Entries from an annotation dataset

* * * * * * *

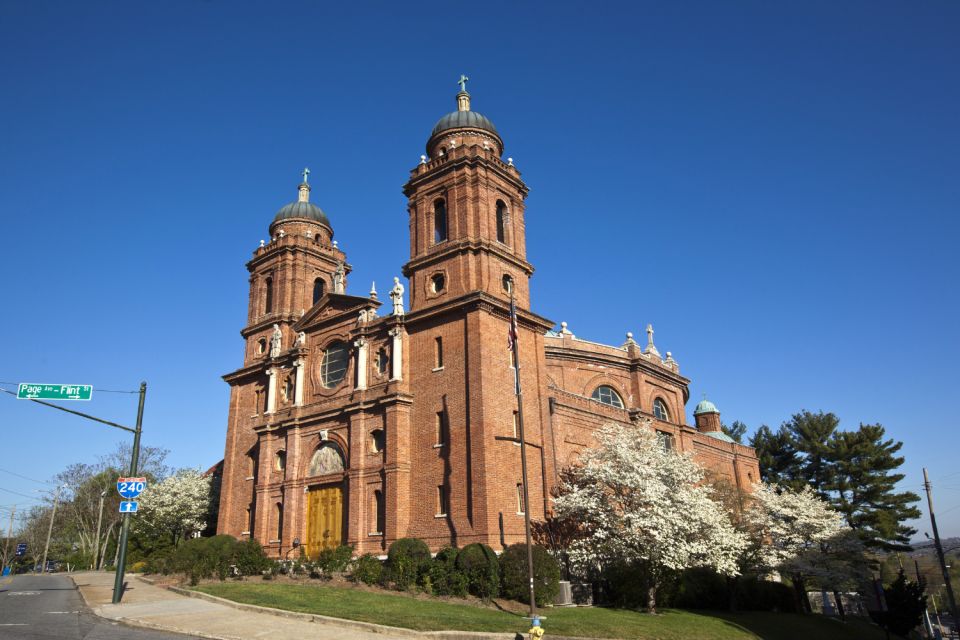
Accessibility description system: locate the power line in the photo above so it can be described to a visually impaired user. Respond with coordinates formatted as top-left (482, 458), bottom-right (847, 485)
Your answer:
top-left (0, 469), bottom-right (56, 484)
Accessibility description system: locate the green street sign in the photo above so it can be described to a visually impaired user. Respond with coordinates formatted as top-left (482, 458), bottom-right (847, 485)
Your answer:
top-left (17, 382), bottom-right (93, 400)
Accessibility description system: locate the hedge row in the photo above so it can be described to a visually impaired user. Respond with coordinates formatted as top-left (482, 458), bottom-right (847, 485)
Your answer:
top-left (370, 538), bottom-right (560, 604)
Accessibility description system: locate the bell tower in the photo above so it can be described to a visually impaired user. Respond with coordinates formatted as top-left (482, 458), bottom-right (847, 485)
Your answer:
top-left (241, 169), bottom-right (350, 365)
top-left (403, 76), bottom-right (533, 312)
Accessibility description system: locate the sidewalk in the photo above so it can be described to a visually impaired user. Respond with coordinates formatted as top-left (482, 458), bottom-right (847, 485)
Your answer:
top-left (70, 571), bottom-right (515, 640)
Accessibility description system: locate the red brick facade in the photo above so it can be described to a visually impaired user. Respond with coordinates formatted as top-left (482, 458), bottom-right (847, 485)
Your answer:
top-left (218, 87), bottom-right (759, 555)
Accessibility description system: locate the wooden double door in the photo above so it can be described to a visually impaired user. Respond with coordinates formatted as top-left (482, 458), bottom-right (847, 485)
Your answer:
top-left (305, 483), bottom-right (345, 558)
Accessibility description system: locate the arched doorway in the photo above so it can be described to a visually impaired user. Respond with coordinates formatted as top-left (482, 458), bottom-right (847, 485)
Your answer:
top-left (304, 442), bottom-right (345, 558)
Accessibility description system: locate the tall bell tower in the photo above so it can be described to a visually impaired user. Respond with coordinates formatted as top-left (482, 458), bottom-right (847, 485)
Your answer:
top-left (403, 76), bottom-right (533, 311)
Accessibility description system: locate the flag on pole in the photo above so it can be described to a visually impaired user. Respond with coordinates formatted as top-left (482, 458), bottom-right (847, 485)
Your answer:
top-left (507, 296), bottom-right (520, 351)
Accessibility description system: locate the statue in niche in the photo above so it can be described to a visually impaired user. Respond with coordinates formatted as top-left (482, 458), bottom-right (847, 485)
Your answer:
top-left (270, 324), bottom-right (283, 358)
top-left (333, 260), bottom-right (347, 293)
top-left (390, 278), bottom-right (404, 316)
top-left (307, 444), bottom-right (344, 476)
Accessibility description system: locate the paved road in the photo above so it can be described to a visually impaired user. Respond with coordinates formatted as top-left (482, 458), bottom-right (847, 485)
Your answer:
top-left (0, 575), bottom-right (197, 640)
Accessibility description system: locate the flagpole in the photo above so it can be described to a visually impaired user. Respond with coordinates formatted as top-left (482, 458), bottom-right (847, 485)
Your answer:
top-left (510, 287), bottom-right (537, 619)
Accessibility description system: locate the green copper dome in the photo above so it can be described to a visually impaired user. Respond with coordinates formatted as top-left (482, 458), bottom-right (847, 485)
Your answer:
top-left (430, 111), bottom-right (500, 138)
top-left (693, 398), bottom-right (720, 416)
top-left (273, 202), bottom-right (330, 227)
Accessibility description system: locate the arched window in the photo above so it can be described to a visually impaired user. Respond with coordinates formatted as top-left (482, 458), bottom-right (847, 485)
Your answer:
top-left (433, 199), bottom-right (447, 244)
top-left (277, 502), bottom-right (283, 542)
top-left (320, 342), bottom-right (350, 389)
top-left (377, 348), bottom-right (390, 375)
top-left (497, 200), bottom-right (507, 244)
top-left (653, 398), bottom-right (670, 422)
top-left (370, 429), bottom-right (387, 453)
top-left (373, 489), bottom-right (387, 533)
top-left (313, 278), bottom-right (326, 304)
top-left (263, 278), bottom-right (273, 313)
top-left (590, 384), bottom-right (623, 409)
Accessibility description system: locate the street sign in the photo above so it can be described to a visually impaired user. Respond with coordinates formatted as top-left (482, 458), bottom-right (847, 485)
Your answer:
top-left (17, 382), bottom-right (93, 400)
top-left (117, 478), bottom-right (147, 500)
top-left (120, 500), bottom-right (140, 513)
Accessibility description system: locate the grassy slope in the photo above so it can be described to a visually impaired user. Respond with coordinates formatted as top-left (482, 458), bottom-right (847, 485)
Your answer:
top-left (197, 582), bottom-right (884, 640)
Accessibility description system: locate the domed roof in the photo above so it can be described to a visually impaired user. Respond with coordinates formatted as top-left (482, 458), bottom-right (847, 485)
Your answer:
top-left (273, 201), bottom-right (330, 227)
top-left (693, 398), bottom-right (720, 416)
top-left (430, 111), bottom-right (500, 138)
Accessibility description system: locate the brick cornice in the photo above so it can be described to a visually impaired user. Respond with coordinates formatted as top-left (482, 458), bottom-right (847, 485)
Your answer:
top-left (403, 237), bottom-right (533, 278)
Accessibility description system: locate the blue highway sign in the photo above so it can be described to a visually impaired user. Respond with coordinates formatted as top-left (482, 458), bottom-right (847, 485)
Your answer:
top-left (117, 478), bottom-right (147, 500)
top-left (120, 500), bottom-right (140, 513)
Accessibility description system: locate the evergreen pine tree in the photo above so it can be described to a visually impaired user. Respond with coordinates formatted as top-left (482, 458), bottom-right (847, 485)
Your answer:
top-left (828, 424), bottom-right (920, 551)
top-left (783, 411), bottom-right (840, 498)
top-left (720, 420), bottom-right (747, 444)
top-left (750, 425), bottom-right (798, 486)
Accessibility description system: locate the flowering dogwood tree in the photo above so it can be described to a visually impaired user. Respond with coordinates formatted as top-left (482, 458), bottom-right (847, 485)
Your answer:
top-left (555, 423), bottom-right (747, 613)
top-left (744, 484), bottom-right (868, 606)
top-left (136, 469), bottom-right (210, 544)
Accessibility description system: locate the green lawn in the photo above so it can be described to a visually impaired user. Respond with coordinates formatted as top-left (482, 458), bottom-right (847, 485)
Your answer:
top-left (196, 582), bottom-right (884, 640)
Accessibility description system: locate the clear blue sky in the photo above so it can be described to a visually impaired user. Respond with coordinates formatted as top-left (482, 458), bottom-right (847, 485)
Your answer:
top-left (0, 0), bottom-right (960, 537)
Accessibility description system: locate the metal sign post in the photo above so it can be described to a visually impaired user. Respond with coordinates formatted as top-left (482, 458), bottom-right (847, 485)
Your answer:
top-left (112, 382), bottom-right (147, 604)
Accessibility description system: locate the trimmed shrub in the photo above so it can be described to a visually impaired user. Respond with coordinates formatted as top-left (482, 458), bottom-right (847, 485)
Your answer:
top-left (457, 542), bottom-right (500, 600)
top-left (387, 538), bottom-right (430, 591)
top-left (500, 544), bottom-right (560, 605)
top-left (350, 553), bottom-right (383, 584)
top-left (428, 547), bottom-right (467, 598)
top-left (736, 576), bottom-right (797, 613)
top-left (672, 568), bottom-right (730, 611)
top-left (313, 544), bottom-right (353, 577)
top-left (233, 540), bottom-right (273, 576)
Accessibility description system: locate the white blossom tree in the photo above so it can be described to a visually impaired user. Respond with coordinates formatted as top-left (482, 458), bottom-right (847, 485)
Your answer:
top-left (555, 423), bottom-right (747, 613)
top-left (744, 484), bottom-right (868, 608)
top-left (135, 469), bottom-right (210, 544)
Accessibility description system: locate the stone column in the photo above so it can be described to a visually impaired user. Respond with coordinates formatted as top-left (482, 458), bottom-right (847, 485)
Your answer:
top-left (390, 327), bottom-right (403, 381)
top-left (266, 368), bottom-right (277, 413)
top-left (293, 358), bottom-right (303, 407)
top-left (353, 338), bottom-right (367, 391)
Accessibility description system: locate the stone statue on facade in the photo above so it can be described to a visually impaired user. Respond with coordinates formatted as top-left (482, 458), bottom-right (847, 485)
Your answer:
top-left (333, 260), bottom-right (347, 293)
top-left (390, 278), bottom-right (404, 316)
top-left (270, 324), bottom-right (283, 358)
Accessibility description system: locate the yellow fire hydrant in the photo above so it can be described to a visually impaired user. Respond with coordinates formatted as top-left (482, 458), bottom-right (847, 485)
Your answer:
top-left (527, 616), bottom-right (544, 640)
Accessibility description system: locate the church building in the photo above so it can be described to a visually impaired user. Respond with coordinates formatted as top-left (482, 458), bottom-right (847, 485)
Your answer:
top-left (218, 79), bottom-right (760, 557)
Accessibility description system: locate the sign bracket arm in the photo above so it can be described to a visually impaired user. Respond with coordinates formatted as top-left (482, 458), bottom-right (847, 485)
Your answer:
top-left (0, 389), bottom-right (136, 433)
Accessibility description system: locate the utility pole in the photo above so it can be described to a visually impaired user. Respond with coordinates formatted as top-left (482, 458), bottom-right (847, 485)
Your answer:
top-left (112, 382), bottom-right (147, 604)
top-left (0, 505), bottom-right (17, 571)
top-left (90, 491), bottom-right (107, 570)
top-left (40, 484), bottom-right (63, 573)
top-left (923, 467), bottom-right (960, 632)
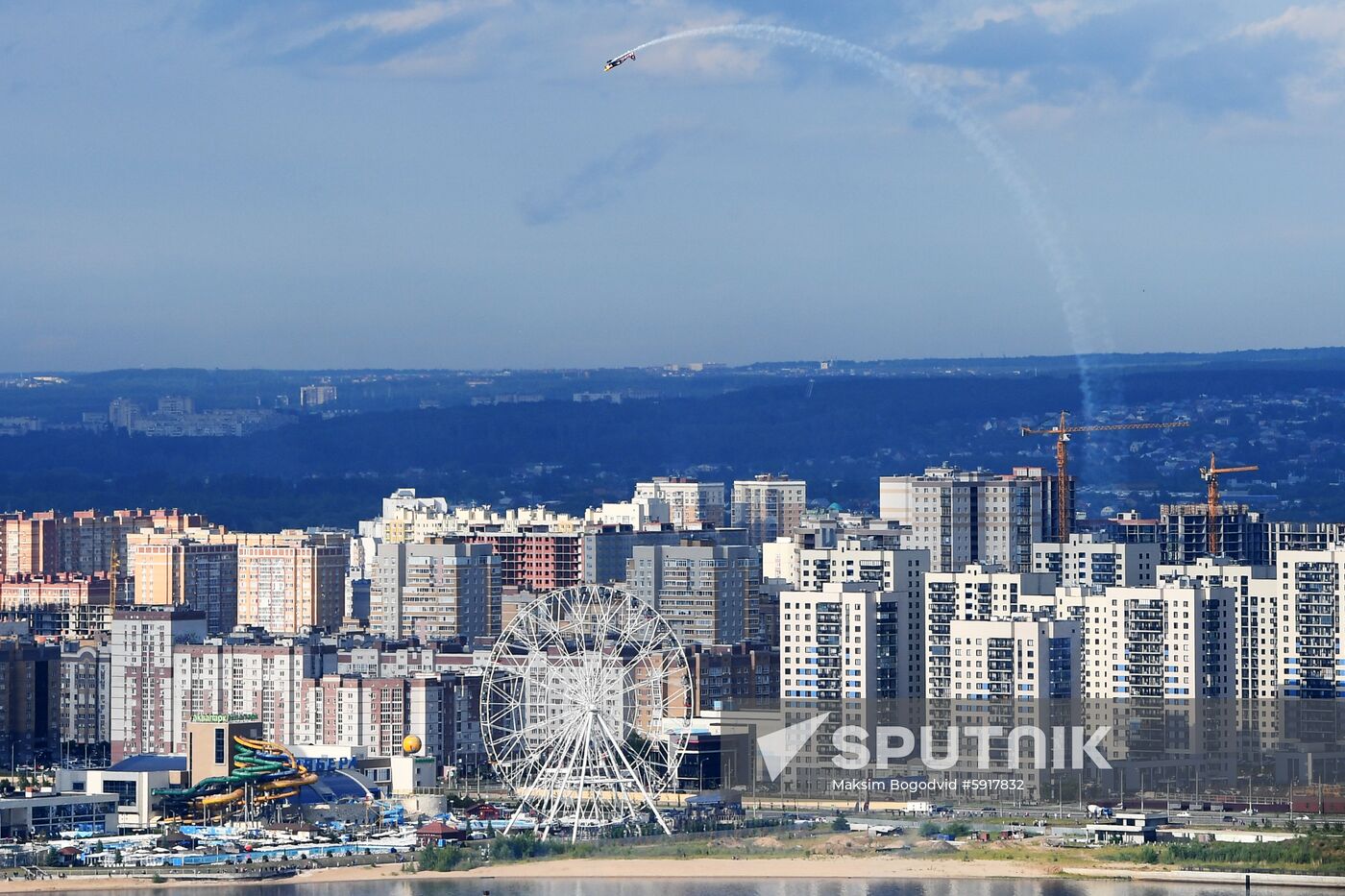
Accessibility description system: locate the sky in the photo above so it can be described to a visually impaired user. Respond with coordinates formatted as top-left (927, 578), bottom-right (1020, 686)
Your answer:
top-left (0, 0), bottom-right (1345, 373)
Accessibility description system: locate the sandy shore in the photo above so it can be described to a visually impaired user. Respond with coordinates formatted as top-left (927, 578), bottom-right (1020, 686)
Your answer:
top-left (15, 856), bottom-right (1345, 893)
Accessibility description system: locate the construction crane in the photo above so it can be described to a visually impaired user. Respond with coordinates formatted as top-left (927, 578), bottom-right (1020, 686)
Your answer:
top-left (1022, 410), bottom-right (1190, 544)
top-left (1200, 450), bottom-right (1260, 557)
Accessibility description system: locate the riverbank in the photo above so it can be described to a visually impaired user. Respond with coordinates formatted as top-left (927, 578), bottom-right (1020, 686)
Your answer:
top-left (8, 856), bottom-right (1345, 893)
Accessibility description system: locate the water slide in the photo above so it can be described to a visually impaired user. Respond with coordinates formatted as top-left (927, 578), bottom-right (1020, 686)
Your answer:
top-left (154, 736), bottom-right (317, 814)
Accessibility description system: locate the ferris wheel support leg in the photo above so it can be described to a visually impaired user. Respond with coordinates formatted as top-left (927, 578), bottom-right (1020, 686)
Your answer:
top-left (598, 715), bottom-right (672, 836)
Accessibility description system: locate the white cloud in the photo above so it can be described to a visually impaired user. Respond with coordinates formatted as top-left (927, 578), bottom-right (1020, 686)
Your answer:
top-left (1237, 6), bottom-right (1345, 43)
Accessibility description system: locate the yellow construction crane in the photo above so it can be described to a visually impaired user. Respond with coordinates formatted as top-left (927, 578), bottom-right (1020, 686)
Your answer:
top-left (1200, 450), bottom-right (1260, 557)
top-left (1022, 410), bottom-right (1190, 544)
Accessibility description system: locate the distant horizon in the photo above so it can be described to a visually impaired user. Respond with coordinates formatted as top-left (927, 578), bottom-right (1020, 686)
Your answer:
top-left (0, 345), bottom-right (1345, 378)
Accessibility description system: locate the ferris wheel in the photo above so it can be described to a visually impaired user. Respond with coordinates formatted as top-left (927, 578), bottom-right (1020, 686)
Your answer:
top-left (481, 585), bottom-right (692, 839)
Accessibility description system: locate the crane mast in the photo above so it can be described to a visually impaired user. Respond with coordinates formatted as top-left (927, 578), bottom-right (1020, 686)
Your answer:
top-left (1022, 410), bottom-right (1190, 545)
top-left (1200, 452), bottom-right (1260, 557)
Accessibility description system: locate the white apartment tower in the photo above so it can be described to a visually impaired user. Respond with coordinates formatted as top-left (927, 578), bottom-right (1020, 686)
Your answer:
top-left (1032, 533), bottom-right (1161, 591)
top-left (635, 476), bottom-right (725, 529)
top-left (780, 581), bottom-right (924, 701)
top-left (878, 467), bottom-right (1073, 571)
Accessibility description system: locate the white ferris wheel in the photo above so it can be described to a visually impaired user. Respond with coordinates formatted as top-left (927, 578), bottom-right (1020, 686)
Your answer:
top-left (481, 585), bottom-right (692, 839)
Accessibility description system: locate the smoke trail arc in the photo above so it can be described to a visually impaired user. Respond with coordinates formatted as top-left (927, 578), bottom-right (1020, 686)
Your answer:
top-left (616, 24), bottom-right (1119, 419)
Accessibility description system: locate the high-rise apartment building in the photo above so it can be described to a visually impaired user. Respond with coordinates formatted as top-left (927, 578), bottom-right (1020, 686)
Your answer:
top-left (127, 530), bottom-right (238, 634)
top-left (1275, 545), bottom-right (1345, 698)
top-left (0, 634), bottom-right (61, 767)
top-left (1032, 533), bottom-right (1161, 591)
top-left (1158, 557), bottom-right (1282, 699)
top-left (625, 544), bottom-right (761, 644)
top-left (171, 637), bottom-right (336, 752)
top-left (780, 581), bottom-right (925, 701)
top-left (61, 641), bottom-right (111, 747)
top-left (1083, 581), bottom-right (1237, 701)
top-left (732, 473), bottom-right (808, 545)
top-left (234, 530), bottom-right (350, 632)
top-left (635, 476), bottom-right (725, 529)
top-left (0, 510), bottom-right (61, 576)
top-left (683, 642), bottom-right (780, 714)
top-left (878, 467), bottom-right (1073, 571)
top-left (925, 614), bottom-right (1083, 701)
top-left (109, 605), bottom-right (208, 762)
top-left (791, 536), bottom-right (929, 596)
top-left (1158, 503), bottom-right (1271, 567)
top-left (369, 541), bottom-right (501, 641)
top-left (0, 510), bottom-right (208, 578)
top-left (924, 564), bottom-right (1069, 699)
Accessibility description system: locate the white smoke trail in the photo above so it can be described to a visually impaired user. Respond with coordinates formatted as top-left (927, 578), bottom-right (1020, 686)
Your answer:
top-left (628, 24), bottom-right (1119, 419)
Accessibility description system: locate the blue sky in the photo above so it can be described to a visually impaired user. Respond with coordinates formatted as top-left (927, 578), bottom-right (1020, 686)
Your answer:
top-left (0, 0), bottom-right (1345, 370)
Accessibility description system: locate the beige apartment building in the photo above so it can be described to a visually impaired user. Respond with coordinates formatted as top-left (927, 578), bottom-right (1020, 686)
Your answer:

* * * * * * *

=== Task to carry out ===
Copy the material from its start up to and including the line with "top-left (403, 76), bottom-right (533, 312)", requests included, and omit the pictures. Multiply every coordinate in the answers by 0.6 and round each result to a whole number, with halves rounded up, but leave the numbers in the requests and their format samples unchanged.

=== Answer ===
Accessibility description system: locate the power line in the photo above so it can be described to a visually impaired user. Respond with coordinates formatted as top-left (482, 458), bottom-right (847, 485)
Your answer:
top-left (0, 281), bottom-right (34, 290)
Accessibility description system: locate the green street sign in the photo above so it can be described to a visually impaired user. Respond with coordinates formatted as top-left (482, 458), bottom-right (847, 485)
Your answer:
top-left (10, 229), bottom-right (56, 240)
Accessibility description system: locate the hedge row in the photo above so it can be described to a visually impaired user. Respond with coordinates formatted as top-left (482, 458), bottom-right (847, 485)
Your answer:
top-left (222, 323), bottom-right (336, 362)
Accessibility description system: locate the bell tower in the photo above so it can be described to a visually impaired user. Respond with coordinates formatted as top-left (482, 458), bottom-right (847, 485)
Your answer:
top-left (145, 101), bottom-right (210, 219)
top-left (242, 46), bottom-right (320, 187)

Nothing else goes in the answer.